Stored dataset items
— Begin —

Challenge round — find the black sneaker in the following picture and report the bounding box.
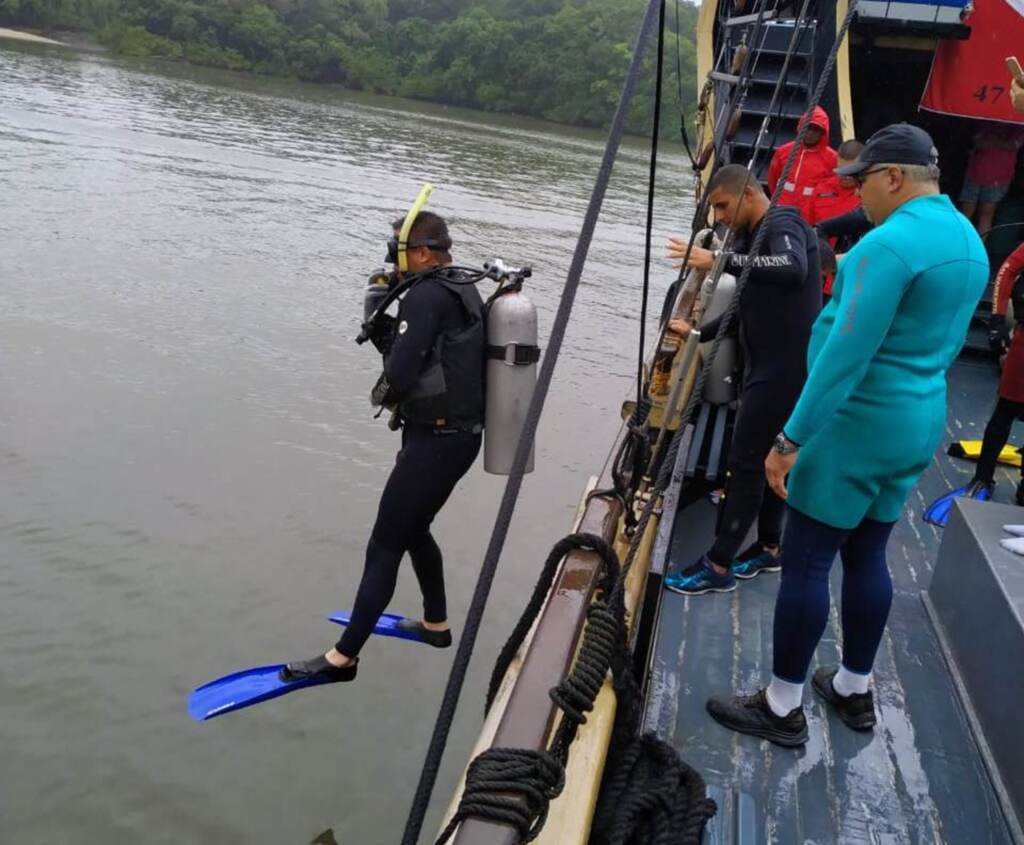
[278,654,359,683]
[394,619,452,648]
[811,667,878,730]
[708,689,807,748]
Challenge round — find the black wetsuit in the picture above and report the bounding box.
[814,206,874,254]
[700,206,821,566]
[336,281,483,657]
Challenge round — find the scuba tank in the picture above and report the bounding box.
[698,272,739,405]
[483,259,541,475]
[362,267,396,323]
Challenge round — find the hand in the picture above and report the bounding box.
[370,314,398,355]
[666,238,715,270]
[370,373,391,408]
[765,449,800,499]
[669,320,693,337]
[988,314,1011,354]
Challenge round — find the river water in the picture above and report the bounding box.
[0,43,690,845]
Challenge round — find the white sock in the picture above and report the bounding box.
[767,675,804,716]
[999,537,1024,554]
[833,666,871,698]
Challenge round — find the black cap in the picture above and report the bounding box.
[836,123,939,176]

— End —

Written task: Express every line above as a JSON list of strings, one string per line, with blank lines left out. Omit the pictures.

Answer for the task:
[
  "Challenge round — find the black sneaker in the following picture and report the bounding box.",
  "[278,654,359,683]",
  "[394,619,452,648]",
  "[811,667,878,730]",
  "[708,689,807,748]",
  "Challenge round — find the black wetsuit in the picture above and report the bounding box.",
  "[814,206,874,254]",
  "[700,206,821,566]",
  "[336,281,483,657]",
  "Challenge round — find the scuba tank in the picture above and report the bounding box.",
  "[698,272,739,405]",
  "[483,259,541,475]",
  "[362,267,396,323]",
  "Challenge round — find the hand in the picture above and report the bounding box.",
  "[370,314,398,355]",
  "[666,238,715,270]",
  "[370,373,391,408]",
  "[765,449,800,499]",
  "[669,320,693,337]",
  "[988,314,1011,354]",
  "Challenge round — find the river water in the picture above and report the bounding box.",
  "[0,43,690,845]",
  "Challenge round — find the white sock in the picture above and report the bounding box.",
  "[767,675,804,716]",
  "[999,537,1024,554]",
  "[833,666,871,698]",
  "Challenge round — find the black cap in the picture above and report the bounding box.",
  "[836,123,939,176]"
]